■ EXERCISE OBJECTIVE: Transcribe the material below exactly as it appears.
━━━━━━━━━━
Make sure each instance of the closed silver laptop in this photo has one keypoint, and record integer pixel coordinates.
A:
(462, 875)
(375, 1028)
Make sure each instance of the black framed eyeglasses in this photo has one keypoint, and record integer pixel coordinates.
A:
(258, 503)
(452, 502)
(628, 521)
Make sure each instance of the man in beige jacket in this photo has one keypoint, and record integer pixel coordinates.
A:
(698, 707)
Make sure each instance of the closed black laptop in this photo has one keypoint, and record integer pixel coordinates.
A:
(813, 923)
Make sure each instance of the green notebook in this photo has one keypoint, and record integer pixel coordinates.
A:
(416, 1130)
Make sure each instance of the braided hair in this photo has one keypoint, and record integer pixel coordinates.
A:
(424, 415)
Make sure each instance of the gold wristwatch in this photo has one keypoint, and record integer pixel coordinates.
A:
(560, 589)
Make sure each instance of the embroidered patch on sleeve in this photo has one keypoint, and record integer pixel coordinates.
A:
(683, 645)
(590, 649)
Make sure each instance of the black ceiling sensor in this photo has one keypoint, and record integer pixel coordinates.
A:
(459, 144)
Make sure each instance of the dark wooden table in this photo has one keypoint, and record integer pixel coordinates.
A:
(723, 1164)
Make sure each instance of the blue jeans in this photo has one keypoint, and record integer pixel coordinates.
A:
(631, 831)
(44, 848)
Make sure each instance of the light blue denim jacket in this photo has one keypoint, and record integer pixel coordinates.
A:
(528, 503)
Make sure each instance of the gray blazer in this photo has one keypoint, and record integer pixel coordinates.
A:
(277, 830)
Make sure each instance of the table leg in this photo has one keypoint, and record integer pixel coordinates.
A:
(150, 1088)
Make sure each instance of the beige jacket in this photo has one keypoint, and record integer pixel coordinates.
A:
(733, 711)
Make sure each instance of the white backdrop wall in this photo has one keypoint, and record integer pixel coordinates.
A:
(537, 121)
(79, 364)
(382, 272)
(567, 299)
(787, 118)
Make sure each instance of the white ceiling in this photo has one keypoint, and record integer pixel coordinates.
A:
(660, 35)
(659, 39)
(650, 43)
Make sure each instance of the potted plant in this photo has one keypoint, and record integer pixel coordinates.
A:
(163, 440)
━━━━━━━━━━
■ CORRECT OUTPUT:
Make sure each instance of the closed silver laptop in this photo has one keypoint, and record integer pixel coordinates.
A:
(462, 875)
(375, 1028)
Make sure each instance of the black framed eyeglasses in this photo has one keypoint, and record integer pixel coordinates.
A:
(258, 503)
(452, 502)
(628, 521)
Make sure each instance of the man in beige jacket in this photo has one keypoint, and record integer pixel coordinates.
A:
(698, 707)
Make sure each instance of the closed black laptop in this photo has one keypoint, and record integer pixel coordinates.
A:
(813, 923)
Make sure each instance of the green notebook in this photo has one keypoint, and record integer pixel coordinates.
A:
(416, 1130)
Make sure each instance of the braided hair in this photo has one keypoint, and record integer pixel coordinates.
A:
(424, 415)
Make sure each instance of the gold wristwatch in this photo has one keypoint, and record integer pixel coordinates.
A:
(560, 589)
Make sure each instance of the embroidered patch on sleeve in this photo has one keypoint, and record integer pixel coordinates.
A:
(683, 645)
(590, 649)
Make sure each instance of the black ceiling sensor in this photo has one keypoint, and record integer pixel coordinates.
A:
(459, 144)
Make sure each instance of the dark wooden table in this photo has one keypoint, and record integer pixel coordinates.
A:
(723, 1164)
Make sure each instance of the blue jeans in this photo has one keypoint, and record integer pixel coordinates.
A:
(631, 831)
(44, 848)
Make sure each instance of the light blue denim jacket in this photo has one keypoint, and record integer pixel coordinates.
A:
(528, 503)
Make sure each instance of the gray blazer in this photo has one keypoint, and record integer pixel coordinates.
A:
(277, 830)
Make sure each instance of the table leg in this photo has one keypoint, and record integer pixel coordinates.
A:
(150, 1088)
Make sure each instance of the beige jacket in this photo has one keypoint, and record integer pixel coordinates.
A:
(733, 711)
Make sure each instance of the white backdrop wall in this photo has one keypoint, and record integer pixel coordinates.
A:
(537, 121)
(79, 364)
(382, 272)
(567, 299)
(787, 118)
Make sure each instance of the white ceiling in this photo has one keypoint, and record integer pixel coordinates.
A:
(660, 35)
(659, 39)
(650, 43)
Make sure each instance of the potted plant in this photo has one keypoint, and record integer pixel coordinates.
A:
(163, 440)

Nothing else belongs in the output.